Task 1: Return the part of the sed tutorial that starts at the words "For last few" and ends after "find out more.", copied word for word.

Supplied text:
● ● ● ● ● ● ●

# SED - Stream Editor Tutorial



## Faun (Dec 3, 2007)

For last few days am learning this powerful utility in linux, though i confess that i did't pay much attention to it when it was in my syllabus.

But now I realised how powerful it can be to use. Though I havent perfectly masterd this utility but still keep on updating the thread as i find out more. 
---------------------------------------------------------------------------

Everything is considered as stream in Linux. SED utilises the same concept to exploit it to make things easier for system administrators. I recommend to hav some basic knowledge of Regular Expressions before jumping in.

Syntax for this Utility



> sed [option] 'command' [filename]


 where things inside square brackets [] are optional.


The noob Commands

1) Substitute Command
......................................................................................
        a) single substitution

      Syntax


> sed [option] 's/{old_value}/{new_value}' [filename]


     where 
               s stands for substitute
               old_value and new_value are self understood
               /// these three forward slashes are required to enclose  old_value and new_value, u can also use _ _ _ or : : : as long as the words dont contain them.

    e.g.



> echo professionals built titanic while amateur built ark | sed 's/amateur/lone amateur/'


 Output: 


> professionals built titanic while lone amateur built ark


Explainanton:

       echo string : just echoes the string entered
       "|" its a pipe that connects previous command output to the input of next command, here the "string" is supplied as input to "sed" command.

        Now try the same command to replace built by made using the above syntax,


> echo professionals built titanic while amateur built ark | sed 's/built/made/'


 guess what only first occurence will be replace and output will be

 Output:


> professionals made titanic while amateur built ark


Actually sed work by reading line and processing the frst occurence in each line leaving all other untouched.
This can be overcome easily. Read next point.


       b) Global substitution

          For all occurences to be updated u will hav to use "g" switch. 

         Syntax



> sed [option] 's/{old_value}/{new_value}/g' [filename]


 e.g.




> echo professionals built titanic while amateur built ark | sed 's/built/made/g'


 Output:



> professionals made titanic while amateur made ark


Now its working fine. What about multiple word substituion ?
here we go

       c) Multiple substitution

     Syntax


> sed [option] 's/{old_value1}/{new_value1}/ ; s/{old_value2}/{new_value2}/' [filename]


 

or



> sed [option] -e 's/{old_value1}/{new_value1}/'  -e 's/{old_value2}/{new_value2}/' [filename]


     -e means extension, it is an option to tell sed that there are more than one substituion.

 e.g.



> echo professionals built titanic while amateur built ark | sed  's/professionals/experts/ ; s/amateur/noobs/'


 Output:


> experts built titanic while noobs built ark


or



> echo professionals built titanic while amateur built ark | sed -e 's/professionals/experts/' -e 's/amateur/noobs/'





> experts built titanic while noobs built ark


How about fetching a real file to do some job, uptil now i was using a string.

         d) Fetching a real file.

    Make a new file in home directory (or anywhere else but be sure to cd that directory in terminal).

    Enter some lines
   Like i created a file named "s" whose contents are;


> Once upon a time there was a king
> he loved his people
> but then the day arrived
> the war broke
> ...


Now we shall try out some substitution with further additon to ur knowledge.

..Replace "the" with "eht"

● ● ● ● ● ● ●

(Dataset entries)
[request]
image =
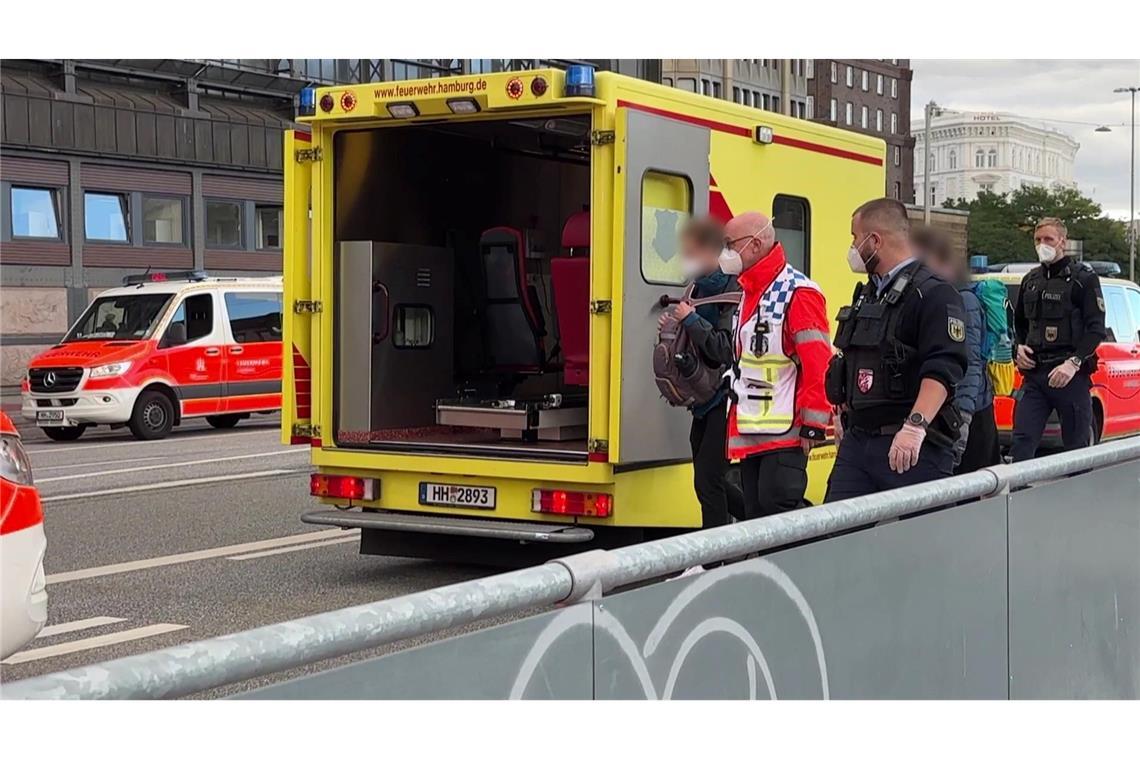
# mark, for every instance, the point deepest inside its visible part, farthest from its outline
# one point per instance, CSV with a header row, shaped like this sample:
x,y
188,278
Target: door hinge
x,y
304,155
307,307
602,137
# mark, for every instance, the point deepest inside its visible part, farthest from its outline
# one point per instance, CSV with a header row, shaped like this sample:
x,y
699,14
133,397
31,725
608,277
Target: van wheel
x,y
153,417
64,433
224,422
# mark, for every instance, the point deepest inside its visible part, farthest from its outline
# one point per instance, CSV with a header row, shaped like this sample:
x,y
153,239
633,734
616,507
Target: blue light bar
x,y
308,101
579,82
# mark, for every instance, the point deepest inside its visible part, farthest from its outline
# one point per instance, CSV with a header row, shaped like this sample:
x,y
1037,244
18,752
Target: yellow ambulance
x,y
473,271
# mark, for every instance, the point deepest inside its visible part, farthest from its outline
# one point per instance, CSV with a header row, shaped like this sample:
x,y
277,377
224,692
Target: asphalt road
x,y
155,544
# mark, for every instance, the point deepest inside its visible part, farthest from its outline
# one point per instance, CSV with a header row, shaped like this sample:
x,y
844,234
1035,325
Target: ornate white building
x,y
974,152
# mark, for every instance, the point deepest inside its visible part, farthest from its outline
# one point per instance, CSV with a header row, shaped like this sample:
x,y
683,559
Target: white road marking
x,y
50,448
281,451
94,643
269,553
92,464
195,556
76,626
165,484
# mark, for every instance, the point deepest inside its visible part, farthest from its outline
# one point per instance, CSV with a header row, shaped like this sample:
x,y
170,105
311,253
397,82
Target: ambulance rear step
x,y
410,523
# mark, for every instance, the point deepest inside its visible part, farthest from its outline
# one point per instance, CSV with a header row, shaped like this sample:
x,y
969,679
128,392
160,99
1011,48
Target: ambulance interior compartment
x,y
462,268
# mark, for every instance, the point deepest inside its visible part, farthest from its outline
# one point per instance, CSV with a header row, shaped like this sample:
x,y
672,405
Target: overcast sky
x,y
1072,90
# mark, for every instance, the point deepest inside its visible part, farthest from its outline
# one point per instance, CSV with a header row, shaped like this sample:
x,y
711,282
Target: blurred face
x,y
697,259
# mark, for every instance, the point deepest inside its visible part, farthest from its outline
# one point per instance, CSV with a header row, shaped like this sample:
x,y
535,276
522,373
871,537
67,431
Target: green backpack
x,y
996,343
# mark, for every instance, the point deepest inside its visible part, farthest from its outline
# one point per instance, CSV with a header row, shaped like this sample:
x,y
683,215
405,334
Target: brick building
x,y
873,97
111,166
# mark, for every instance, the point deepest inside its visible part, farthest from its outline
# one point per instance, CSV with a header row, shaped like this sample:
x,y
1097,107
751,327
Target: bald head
x,y
750,234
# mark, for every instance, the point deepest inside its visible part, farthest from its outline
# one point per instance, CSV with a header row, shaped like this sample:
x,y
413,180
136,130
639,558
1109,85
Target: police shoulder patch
x,y
955,328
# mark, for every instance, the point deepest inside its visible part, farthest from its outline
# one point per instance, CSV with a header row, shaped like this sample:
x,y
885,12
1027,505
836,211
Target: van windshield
x,y
120,318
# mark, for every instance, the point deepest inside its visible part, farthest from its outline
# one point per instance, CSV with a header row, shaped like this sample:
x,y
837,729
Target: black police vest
x,y
880,368
1056,326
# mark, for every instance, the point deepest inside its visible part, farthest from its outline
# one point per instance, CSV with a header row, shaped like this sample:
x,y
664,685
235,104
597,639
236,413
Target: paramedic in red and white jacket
x,y
782,348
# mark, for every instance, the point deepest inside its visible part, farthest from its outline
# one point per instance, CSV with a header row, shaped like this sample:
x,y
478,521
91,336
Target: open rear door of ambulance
x,y
298,302
662,180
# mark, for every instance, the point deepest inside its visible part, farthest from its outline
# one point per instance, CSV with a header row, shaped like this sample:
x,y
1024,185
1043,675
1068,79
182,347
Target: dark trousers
x,y
774,482
1073,405
982,447
710,464
862,466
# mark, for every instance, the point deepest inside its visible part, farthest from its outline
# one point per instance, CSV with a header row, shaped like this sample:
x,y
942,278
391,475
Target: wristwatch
x,y
917,419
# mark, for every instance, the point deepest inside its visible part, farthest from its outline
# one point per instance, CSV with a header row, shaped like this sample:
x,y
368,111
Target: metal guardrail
x,y
200,665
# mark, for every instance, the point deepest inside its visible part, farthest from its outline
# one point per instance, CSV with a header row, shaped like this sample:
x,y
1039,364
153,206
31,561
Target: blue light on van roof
x,y
580,81
308,101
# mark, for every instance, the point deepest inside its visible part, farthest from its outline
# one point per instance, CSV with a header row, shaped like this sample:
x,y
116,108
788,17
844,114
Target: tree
x,y
1001,226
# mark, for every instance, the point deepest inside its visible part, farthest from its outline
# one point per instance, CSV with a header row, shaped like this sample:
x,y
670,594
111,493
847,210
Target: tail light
x,y
572,503
343,487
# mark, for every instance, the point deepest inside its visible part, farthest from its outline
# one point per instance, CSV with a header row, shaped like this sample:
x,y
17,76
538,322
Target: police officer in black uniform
x,y
1059,320
902,351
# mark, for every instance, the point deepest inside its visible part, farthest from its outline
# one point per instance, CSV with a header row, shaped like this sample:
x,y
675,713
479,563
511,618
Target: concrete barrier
x,y
1017,581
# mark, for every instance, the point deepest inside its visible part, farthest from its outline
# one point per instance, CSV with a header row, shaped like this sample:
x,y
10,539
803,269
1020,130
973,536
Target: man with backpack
x,y
781,349
977,443
690,365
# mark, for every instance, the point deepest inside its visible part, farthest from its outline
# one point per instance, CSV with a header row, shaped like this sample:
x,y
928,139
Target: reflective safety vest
x,y
766,375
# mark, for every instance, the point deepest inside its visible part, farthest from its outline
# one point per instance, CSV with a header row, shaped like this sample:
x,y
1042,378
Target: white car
x,y
23,591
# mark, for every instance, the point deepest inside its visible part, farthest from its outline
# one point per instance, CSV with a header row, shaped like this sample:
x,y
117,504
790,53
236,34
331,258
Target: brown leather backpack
x,y
681,374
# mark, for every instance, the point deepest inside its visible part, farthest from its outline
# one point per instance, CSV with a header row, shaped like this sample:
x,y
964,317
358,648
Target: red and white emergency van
x,y
163,348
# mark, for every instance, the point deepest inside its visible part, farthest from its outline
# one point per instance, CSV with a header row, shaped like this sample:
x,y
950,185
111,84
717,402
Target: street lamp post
x,y
1132,186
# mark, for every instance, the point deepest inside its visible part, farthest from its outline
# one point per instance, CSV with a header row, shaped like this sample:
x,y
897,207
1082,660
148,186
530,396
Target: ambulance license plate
x,y
50,417
445,495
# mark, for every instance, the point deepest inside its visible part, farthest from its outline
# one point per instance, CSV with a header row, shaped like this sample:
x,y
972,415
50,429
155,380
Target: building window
x,y
269,228
162,221
791,222
224,225
254,317
34,213
106,217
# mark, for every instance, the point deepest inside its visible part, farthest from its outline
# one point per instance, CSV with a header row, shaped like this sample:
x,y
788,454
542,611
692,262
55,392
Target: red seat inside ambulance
x,y
570,280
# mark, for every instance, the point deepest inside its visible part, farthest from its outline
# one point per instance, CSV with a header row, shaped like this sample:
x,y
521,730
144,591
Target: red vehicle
x,y
23,588
162,349
1116,382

● ● ● ● ● ● ●

Task 2: How many lines in the listing above contain the string "door"? Give only the number.

Written answer 1:
For last few days am learning this powerful utility in linux, though i confess that i did't pay much attention to it when it was in my syllabus.

But now I realised how powerful it can be to use. Though I havent perfectly masterd this utility but still keep on updating the thread as i find out more.

Written answer 2: 2